Rewrite each of the rows that follow, swapping "tab-separated" for "tab-delimited" wherever it occurs and leaving everything else unchanged.

######

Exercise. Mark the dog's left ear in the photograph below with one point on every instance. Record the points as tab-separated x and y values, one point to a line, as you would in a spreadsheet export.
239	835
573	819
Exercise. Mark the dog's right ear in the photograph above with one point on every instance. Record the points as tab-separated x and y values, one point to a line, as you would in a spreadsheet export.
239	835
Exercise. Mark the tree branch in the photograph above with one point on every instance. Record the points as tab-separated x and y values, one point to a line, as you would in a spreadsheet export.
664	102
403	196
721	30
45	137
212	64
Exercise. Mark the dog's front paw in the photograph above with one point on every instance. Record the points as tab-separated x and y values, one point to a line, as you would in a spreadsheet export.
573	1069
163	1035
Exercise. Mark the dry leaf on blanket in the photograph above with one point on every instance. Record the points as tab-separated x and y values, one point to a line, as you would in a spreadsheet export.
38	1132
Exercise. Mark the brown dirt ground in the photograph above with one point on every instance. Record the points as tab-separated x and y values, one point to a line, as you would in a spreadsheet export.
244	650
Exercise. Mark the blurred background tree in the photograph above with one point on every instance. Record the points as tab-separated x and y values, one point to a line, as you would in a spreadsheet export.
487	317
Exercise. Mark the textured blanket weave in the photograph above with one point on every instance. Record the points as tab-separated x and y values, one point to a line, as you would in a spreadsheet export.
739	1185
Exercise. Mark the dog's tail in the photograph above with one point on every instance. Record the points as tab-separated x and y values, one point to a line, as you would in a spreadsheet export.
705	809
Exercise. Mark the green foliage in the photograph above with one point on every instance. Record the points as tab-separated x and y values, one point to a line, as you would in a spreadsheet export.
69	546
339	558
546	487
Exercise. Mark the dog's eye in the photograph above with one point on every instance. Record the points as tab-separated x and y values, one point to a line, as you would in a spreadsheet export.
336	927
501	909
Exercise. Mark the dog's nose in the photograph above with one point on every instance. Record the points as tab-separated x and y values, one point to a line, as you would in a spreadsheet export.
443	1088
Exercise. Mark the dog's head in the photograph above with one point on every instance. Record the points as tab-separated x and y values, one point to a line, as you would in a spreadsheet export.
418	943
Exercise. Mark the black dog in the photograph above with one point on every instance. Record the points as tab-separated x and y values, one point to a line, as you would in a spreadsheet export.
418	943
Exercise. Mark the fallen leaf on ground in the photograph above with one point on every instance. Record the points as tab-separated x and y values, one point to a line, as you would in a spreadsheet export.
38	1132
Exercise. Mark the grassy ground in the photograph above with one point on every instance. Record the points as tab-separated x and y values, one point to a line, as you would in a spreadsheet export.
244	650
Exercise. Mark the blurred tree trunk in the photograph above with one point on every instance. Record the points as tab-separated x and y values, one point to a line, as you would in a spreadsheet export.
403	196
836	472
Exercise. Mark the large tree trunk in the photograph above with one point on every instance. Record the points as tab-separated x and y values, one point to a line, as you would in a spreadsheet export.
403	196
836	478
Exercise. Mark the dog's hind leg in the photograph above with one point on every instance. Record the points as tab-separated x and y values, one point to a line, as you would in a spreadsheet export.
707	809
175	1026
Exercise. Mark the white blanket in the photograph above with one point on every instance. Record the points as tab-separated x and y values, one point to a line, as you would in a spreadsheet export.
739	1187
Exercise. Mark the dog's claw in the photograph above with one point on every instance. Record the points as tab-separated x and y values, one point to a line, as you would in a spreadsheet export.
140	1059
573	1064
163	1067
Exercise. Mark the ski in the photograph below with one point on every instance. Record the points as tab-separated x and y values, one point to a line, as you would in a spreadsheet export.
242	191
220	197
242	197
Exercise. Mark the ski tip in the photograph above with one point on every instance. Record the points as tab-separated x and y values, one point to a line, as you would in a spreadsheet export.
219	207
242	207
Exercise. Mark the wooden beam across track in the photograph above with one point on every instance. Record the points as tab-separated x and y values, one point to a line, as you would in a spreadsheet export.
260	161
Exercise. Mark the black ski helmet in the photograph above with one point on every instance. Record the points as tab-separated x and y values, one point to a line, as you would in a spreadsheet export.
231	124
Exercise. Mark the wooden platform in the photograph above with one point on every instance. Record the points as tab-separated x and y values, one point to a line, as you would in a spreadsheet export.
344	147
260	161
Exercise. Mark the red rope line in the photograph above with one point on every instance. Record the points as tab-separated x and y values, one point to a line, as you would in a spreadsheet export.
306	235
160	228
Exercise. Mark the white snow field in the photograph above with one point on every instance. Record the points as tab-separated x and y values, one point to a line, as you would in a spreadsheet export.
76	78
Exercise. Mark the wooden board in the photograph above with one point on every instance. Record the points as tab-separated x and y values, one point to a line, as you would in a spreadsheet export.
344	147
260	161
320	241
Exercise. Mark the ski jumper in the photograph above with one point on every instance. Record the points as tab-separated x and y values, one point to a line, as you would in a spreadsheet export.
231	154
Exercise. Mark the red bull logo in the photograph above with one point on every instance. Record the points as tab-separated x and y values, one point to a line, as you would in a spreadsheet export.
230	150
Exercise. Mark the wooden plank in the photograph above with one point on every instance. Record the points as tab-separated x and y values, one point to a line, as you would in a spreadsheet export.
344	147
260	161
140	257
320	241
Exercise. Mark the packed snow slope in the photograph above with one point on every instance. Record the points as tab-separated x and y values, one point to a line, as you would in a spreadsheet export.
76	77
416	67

######

• **TASK SOLUTION**:
Exercise. Mark the dog's left ear in the photograph below with one point on every instance. Record the points as tab-delimited x and y values, one point to a line, as you would in a spreadsheet export.
239	835
573	819
Exercise. Mark the dog's right ear in the photograph above with one point on every instance. Record the points as tab-delimited x and y values, one point to a line, as you would in a spreadsheet export.
239	835
Exercise. Mark the tree branch in the photograph above with one point on every instance. Record the points as tab-delimited x and y values, one point to a line, as you would in a spreadsheet export.
664	102
403	196
721	30
45	137
212	64
Exercise. Mark the dog's front paw in the photograph above with one point on every instance. Record the points as tab-delimited x and y values, one point to a line, as you would in a spreadsheet export.
573	1069
163	1035
Exercise. Mark the dry leaf on blanket in the photograph above with one point on every instance. Record the points as tab-delimited x and y values, one point to a line, as you would in a spreadsheet export.
38	1132
Exercise. Mark the brown dirt ground in the photograph above with one point on every instance. Record the points as tab-delimited x and y values, one point to a line, as you would in a spreadsheet export.
244	650
Exercise. Mark the blurred background tree in the photograph above with one point on every instance. Record the points as tab-delimited x and y values, one point to a line, as you would in a spreadsheet export.
487	317
Exercise. Mark the textured blanket weave in the photograph above with one point on every instance. Record the points as tab-delimited x and y values, one point to a line, as you would in a spreadsheet export.
739	1185
Exercise. Mark the dog's tail in the photograph above with one point on every instance. Record the points as tab-delimited x and y values, one point to a line, as you would in a spreadsheet export.
705	809
Exercise. Mark the green foliage in the photograph above with one point on every instance. Record the points as tab-delimited x and y values, one point to a line, as you would in a spreadsheet export.
69	546
339	558
546	487
Exercise. Mark the dog's eye in the photograph above with one point on every instance. Record the points as tab-delimited x and y values, one point to a line, as you would in a spreadsheet export.
336	927
501	909
Exercise. Mark the dog's nose in the photograph above with one point on every instance. Record the points as tab-delimited x and y values, one point to a line, as you would in a spreadsheet export.
443	1088
Exercise. Mark the dog's head in the photograph above with one point on every instance. Record the points as tab-delimited x and y values, one point to a line, as you would in a spreadsheet export.
418	943
Exercise. Mark the black dog in the photograph above with one point on every instance. Record the points as tab-delimited x and y values, one point to a line, as you would in a spreadsheet export.
418	943
Exercise. Mark the fallen leaf on ground in the photograph above with one point on every instance. Record the points as tab-delimited x and y values, one point to a line, as you would in a spreadsheet export.
38	1132
Exercise. Mark the grassy ground in the photograph above with one point on every instance. Record the points as tab-delimited x and y values, one point to a line, as you would in a spreadsheet export.
244	650
Exercise. Mark the blurred tree trunk in the photograph above with one point on every instance. Record the points as tab-delimited x and y values, one point to a line, as you would in a spreadsheet export.
403	196
836	472
Exercise. Mark the large tree trunk in the photograph above with one point on every instance. Record the points as tab-delimited x and y values, one point to a line, as you would in a spreadsheet export.
403	196
836	478
Exercise. Mark the dog's hind leg in the photograph above with one point on every instance. Record the points as tab-delimited x and y values, one point to a line, as you would in a spreadsheet export.
707	809
175	1026
Exercise. Mark the white blanket in the photograph above with one point on every instance. Record the points as tab-delimited x and y values, one point to a line, as you would in a spreadsheet export.
739	1187
Exercise. Mark the dog's claw in the photograph above with one point on every instance. Record the points as tab-delimited x and y values, one point to a line, as you would in a spreadsheet export.
140	1059
573	1064
163	1067
Exercise. Mark the ski in the photograph below with one point on every instance. Record the points as tab-delimited x and y values, one point to a line, as you would in a spreadsheet export.
242	191
220	197
242	197
Exercise. Mark the ski tip in the photograph above with one point on every instance. Record the points as tab-delimited x and y values, one point to a line, as you would in a spreadsheet export.
219	207
242	207
Exercise. Mark the wooden beam across track in the photograph above with one point on every instance. Record the points as tab-delimited x and y values, one point to a line, as you would in a spreadsheet export.
260	161
Exercise. Mark the black ski helmet in the photograph above with one point on every instance. Record the points as tab-delimited x and y values, one point to a line, as you would in a spreadsheet export.
231	124
Exercise. Mark the wooden platform in the photograph above with one point on every instance. Record the points as tab-delimited x and y values, one point to a line, as you would in a spreadsheet export.
344	147
260	161
Exercise. Mark the red rope line in the photograph above with one point on every instance. Record the points as tab-delimited x and y values, one point to a line, as you would in a spreadsheet export.
306	235
160	228
Exercise. Mark the white snow field in the photograph above with one point on every instance. Record the points as tab-delimited x and y values, one point to a line, as you would in a spreadsheet export.
76	78
Exercise. Mark the wooden board in the photograph above with one point on every instance. Record the points as tab-delimited x and y values, one point to a line, as you would in a spreadsheet export.
344	147
260	161
320	241
Exercise. Mark the ski jumper in the photograph above with one point on every instance. Record the points as tab-delimited x and y values, one point to a line, as you would in a spreadsheet export.
231	154
Exercise. Mark the red bull logo in the photograph above with one point on every instance. Record the points as tab-delimited x and y values, one point to a line, as you would in a spreadsheet export.
230	150
Exercise. Mark the wooden plank in the photograph above with one point on every instance. Record the points as tab-delimited x and y values, one point to a line, as you would in a spreadsheet export.
344	147
260	161
140	257
320	241
Exercise. Mark the packed snow slope in the photograph above with one point on every instance. Record the points as tab-delimited x and y values, one point to a line, as you would in a spreadsheet export.
76	77
416	67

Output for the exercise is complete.